▶ [INPUT DATA]:

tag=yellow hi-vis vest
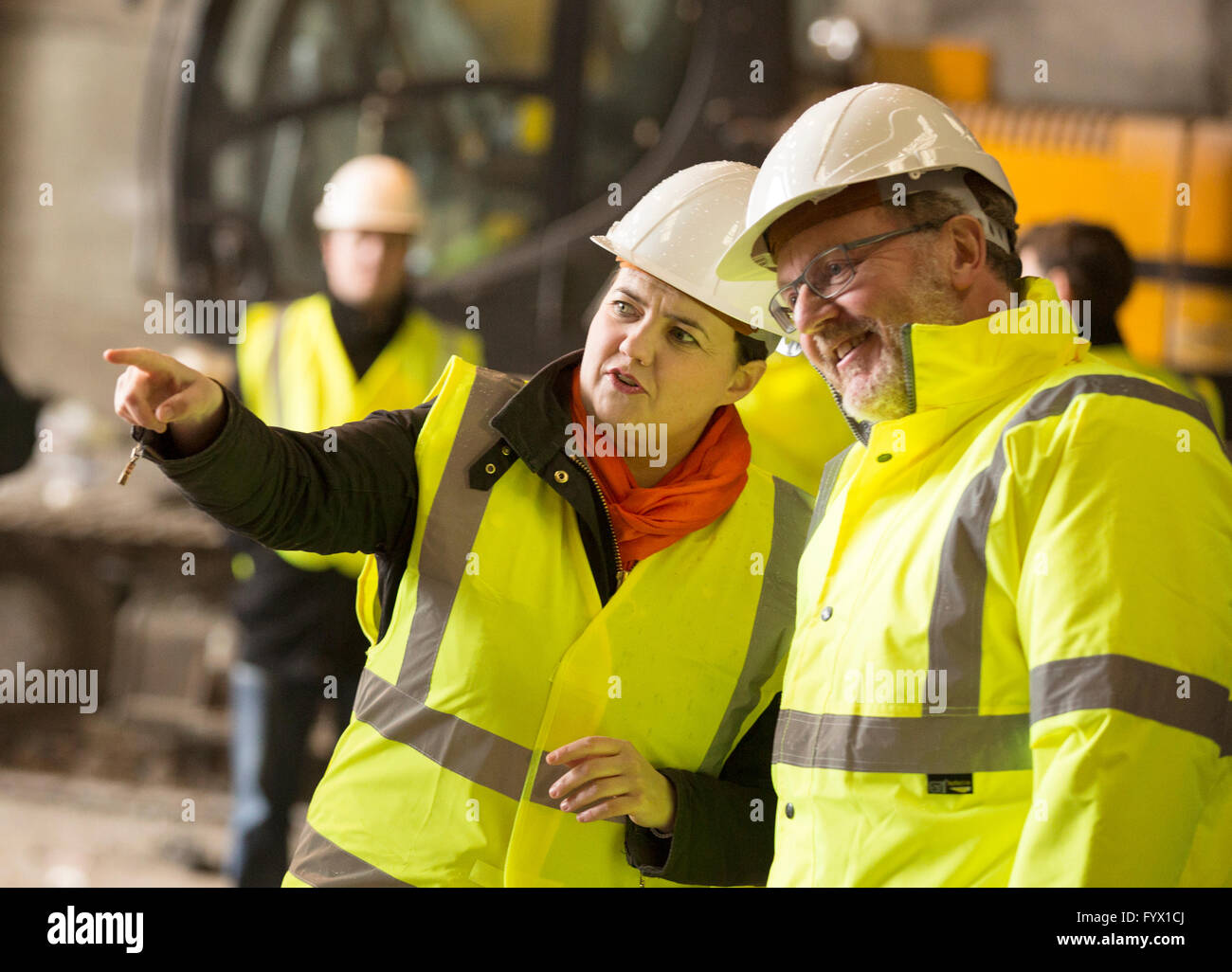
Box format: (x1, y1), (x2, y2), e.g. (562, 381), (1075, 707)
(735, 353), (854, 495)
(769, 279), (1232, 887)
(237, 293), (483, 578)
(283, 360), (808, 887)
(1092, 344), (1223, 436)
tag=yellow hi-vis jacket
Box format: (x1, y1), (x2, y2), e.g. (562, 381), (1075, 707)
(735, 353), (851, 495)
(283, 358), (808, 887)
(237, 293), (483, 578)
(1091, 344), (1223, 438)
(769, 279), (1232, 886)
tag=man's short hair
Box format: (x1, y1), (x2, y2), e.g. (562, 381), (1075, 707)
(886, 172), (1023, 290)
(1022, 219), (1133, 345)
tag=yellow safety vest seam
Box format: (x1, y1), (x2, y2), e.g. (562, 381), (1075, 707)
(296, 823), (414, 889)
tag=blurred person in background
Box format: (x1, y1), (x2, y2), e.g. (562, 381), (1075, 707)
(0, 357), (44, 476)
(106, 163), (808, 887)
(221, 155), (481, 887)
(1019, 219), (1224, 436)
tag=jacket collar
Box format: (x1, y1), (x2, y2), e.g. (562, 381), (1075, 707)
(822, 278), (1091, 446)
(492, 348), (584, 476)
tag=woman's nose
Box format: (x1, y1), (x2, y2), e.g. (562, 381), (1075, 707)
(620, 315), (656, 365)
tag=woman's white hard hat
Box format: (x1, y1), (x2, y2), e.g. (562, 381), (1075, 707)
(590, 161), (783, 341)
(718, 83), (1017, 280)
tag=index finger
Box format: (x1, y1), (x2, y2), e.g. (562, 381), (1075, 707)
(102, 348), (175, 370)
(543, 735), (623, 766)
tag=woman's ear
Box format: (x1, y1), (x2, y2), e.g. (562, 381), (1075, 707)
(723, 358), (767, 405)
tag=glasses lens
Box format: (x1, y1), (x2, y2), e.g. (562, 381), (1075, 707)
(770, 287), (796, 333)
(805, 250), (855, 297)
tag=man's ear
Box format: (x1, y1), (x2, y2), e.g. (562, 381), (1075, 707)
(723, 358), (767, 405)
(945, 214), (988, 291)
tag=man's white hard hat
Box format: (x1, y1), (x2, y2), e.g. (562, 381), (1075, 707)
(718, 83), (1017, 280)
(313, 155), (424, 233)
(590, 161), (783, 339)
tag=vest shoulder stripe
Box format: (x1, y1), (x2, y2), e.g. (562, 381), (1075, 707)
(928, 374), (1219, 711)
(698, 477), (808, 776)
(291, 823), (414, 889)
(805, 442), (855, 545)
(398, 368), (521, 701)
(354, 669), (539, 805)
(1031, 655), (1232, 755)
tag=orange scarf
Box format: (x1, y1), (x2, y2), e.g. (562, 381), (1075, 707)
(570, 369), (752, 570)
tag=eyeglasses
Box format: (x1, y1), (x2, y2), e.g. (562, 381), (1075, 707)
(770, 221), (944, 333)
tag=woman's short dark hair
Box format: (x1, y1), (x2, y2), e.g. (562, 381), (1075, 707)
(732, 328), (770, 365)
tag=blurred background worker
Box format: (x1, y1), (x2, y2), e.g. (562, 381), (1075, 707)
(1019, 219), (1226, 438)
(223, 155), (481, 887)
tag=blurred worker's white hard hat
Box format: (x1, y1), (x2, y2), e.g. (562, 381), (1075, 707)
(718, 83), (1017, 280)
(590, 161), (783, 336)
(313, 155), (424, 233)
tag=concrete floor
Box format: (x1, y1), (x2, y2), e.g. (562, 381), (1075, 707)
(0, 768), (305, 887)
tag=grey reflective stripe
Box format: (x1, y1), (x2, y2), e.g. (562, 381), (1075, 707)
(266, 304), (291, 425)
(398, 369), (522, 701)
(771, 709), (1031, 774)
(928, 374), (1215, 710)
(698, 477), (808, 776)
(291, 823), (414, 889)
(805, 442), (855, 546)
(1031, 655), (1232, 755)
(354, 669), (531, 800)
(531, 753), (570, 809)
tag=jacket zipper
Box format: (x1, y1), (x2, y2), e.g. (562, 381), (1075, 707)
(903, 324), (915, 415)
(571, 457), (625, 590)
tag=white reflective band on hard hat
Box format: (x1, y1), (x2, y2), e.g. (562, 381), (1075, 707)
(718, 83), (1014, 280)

▶ [YOUR INSTRUCTIONS]:
Please scale the box coordinates in the answers by 0.25, rounding each to a whole number with halves rounded up, and write out again everything from the start of the items up to and including the line with "(296, 823), (414, 889)". Keep the item text and its format samples unchanged, and leave the pictures out.

▶ [REPLY TO THE TASK]:
tag=yellow hi-vis vest
Box format: (x1, y1), (x2, y2), e.g. (562, 381), (1075, 707)
(184, 88), (214, 124)
(192, 70), (308, 222)
(59, 73), (121, 145)
(71, 90), (202, 222)
(273, 86), (306, 109)
tag=yellow hi-vis jacket
Box format: (x1, y1), (x2, y2), e.g. (562, 381), (1075, 707)
(184, 88), (213, 124)
(71, 90), (202, 222)
(59, 73), (121, 145)
(273, 86), (306, 110)
(192, 70), (308, 222)
tag=man's short hair
Box format: (x1, y1), (x2, y2), e.g. (562, 381), (1075, 707)
(222, 43), (256, 73)
(256, 55), (283, 86)
tag=yellow safety vest seam
Box format: (x1, y1), (x2, y2), e.g. (562, 381), (1075, 707)
(74, 206), (104, 222)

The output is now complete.